(Dataset records)
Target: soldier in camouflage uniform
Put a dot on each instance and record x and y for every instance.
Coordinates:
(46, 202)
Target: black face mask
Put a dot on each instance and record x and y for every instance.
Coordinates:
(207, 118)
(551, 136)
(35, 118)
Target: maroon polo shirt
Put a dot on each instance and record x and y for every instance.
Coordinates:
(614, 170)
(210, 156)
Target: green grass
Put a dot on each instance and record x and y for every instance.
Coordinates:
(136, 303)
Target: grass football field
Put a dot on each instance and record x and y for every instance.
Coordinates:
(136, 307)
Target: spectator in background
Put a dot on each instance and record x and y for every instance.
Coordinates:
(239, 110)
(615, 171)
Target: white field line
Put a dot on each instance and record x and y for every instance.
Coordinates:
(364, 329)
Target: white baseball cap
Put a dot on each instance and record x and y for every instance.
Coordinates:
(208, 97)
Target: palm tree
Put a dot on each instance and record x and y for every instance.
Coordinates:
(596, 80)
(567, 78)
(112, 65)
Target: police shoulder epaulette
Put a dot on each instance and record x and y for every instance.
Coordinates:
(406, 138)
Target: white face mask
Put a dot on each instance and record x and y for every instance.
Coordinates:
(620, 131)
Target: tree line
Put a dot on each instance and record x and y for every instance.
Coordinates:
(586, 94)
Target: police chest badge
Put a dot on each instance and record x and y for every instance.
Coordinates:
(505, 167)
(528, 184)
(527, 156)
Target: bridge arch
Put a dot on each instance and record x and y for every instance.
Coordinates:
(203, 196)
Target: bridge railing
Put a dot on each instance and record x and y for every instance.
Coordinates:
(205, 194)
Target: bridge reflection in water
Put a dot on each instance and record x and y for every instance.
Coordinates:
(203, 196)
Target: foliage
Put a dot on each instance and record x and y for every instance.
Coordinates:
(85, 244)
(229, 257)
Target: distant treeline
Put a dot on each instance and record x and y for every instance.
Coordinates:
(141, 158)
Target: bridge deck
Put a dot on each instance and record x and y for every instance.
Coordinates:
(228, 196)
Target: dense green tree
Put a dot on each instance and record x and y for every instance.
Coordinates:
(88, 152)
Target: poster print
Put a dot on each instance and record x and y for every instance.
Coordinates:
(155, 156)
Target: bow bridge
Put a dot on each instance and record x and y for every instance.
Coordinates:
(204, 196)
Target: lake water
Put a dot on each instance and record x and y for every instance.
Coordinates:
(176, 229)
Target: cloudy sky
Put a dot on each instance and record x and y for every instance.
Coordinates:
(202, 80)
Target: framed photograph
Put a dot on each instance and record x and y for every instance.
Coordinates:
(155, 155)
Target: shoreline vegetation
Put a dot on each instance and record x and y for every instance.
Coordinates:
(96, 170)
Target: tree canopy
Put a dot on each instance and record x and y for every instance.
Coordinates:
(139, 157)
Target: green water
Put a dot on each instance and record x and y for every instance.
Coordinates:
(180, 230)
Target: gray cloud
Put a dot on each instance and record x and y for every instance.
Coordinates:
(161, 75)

* [To be done]:
Reproduce all of the records above, changing every occurrence of "instance" to "occurrence" and leaving everything else unchanged.

* [Solution for this problem]:
Target: soldier in camouflage uniform
Put a dot on each occurrence and record x and y for every occurrence.
Coordinates:
(46, 202)
Target: black face mask
Put a dot on each occurrence and record x and y for every occurrence.
Coordinates:
(207, 118)
(551, 136)
(35, 118)
Target: maroon polo shirt
Put a dot on each occurrence and record x and y for every occurrence.
Coordinates:
(614, 170)
(210, 156)
Target: green grass
Put a dot on each occurrence and record x and y for every occurrence.
Coordinates:
(136, 303)
Target: grass football field
Put a dot on each occurrence and record x and y for every occurrence.
Coordinates:
(136, 307)
Target: spectator in background
Put a dot on each occurrence and record x and y for every occurrence.
Coordinates:
(239, 110)
(615, 171)
Target: white field line
Put a dot on each occurrence and record x and y for every occurrence.
Coordinates:
(364, 329)
Target: white baseball cap
Put a dot on each occurrence and record x and y for every occurrence.
Coordinates:
(208, 97)
Target: palm tree
Put a dot on each occurrence and record x and y for every occurrence.
Coordinates:
(596, 80)
(567, 78)
(112, 65)
Target: police shoulder epaulette
Put a dot on each occurrence and record x and y for every occurrence.
Coordinates:
(406, 138)
Target: white face mask
Put a dot on each occurrence and record x and y for every occurrence.
Coordinates:
(620, 131)
Target: tree line
Put a dot on each occurrence and record x and y for every occurrence.
Coordinates:
(586, 94)
Target: police chest badge
Put a dot on each occurrence and record x and y for every occurrence.
Coordinates:
(505, 167)
(528, 184)
(527, 156)
Target: bridge arch
Put a dot on each occurrence and record x and y for every occurrence.
Coordinates:
(203, 196)
Target: bridge railing
Put a dot on each occurrence and record x and y for every occurrence.
Coordinates:
(205, 194)
Target: bridge reflection in water
Put a dot on each occurrence and record x and y for every occurrence.
Coordinates:
(203, 196)
Target: foliage
Put a dot on each occurrence and record x and y for every occurrence.
Coordinates:
(85, 244)
(229, 257)
Target: distant treeline
Put a dot on each occurrence and record x and y for every occurrence.
Coordinates:
(141, 158)
Target: bridge deck
Put a dot on each occurrence and record x and y for every occurrence.
Coordinates:
(228, 196)
Target: dense green tree
Put a dot on each occurrence and record x and y for every occurrence.
Coordinates:
(88, 152)
Target: poster print
Put a dot on each occurrence and record x and y for every occurrence.
Coordinates:
(155, 156)
Target: bow bridge
Put a dot on each occurrence and record x and y for every occurrence.
Coordinates:
(204, 196)
Target: lake water
Put a dot on each occurrence and record x and y for every occurrence.
Coordinates:
(176, 229)
Target: cloudy sky
Put a dot on each occurrence and record x and y for every occurrence.
Coordinates:
(202, 80)
Target: framed photograph
Put a dot on each occurrence and record x and y for every occurrence.
Coordinates:
(155, 155)
Target: shoreline vegetation
Put a dot on each occurrence and record x and y for every occurrence.
Coordinates:
(96, 170)
Target: tree canopy
Put a dot on each occurrence and record x and y for every occurrence.
Coordinates:
(139, 157)
Target: green water
Put a dot on each occurrence and record x and y for every occurrence.
Coordinates:
(180, 230)
Target: gray cloud
Put a dot on each occurrence and record x and y for every occurrence.
Coordinates:
(161, 75)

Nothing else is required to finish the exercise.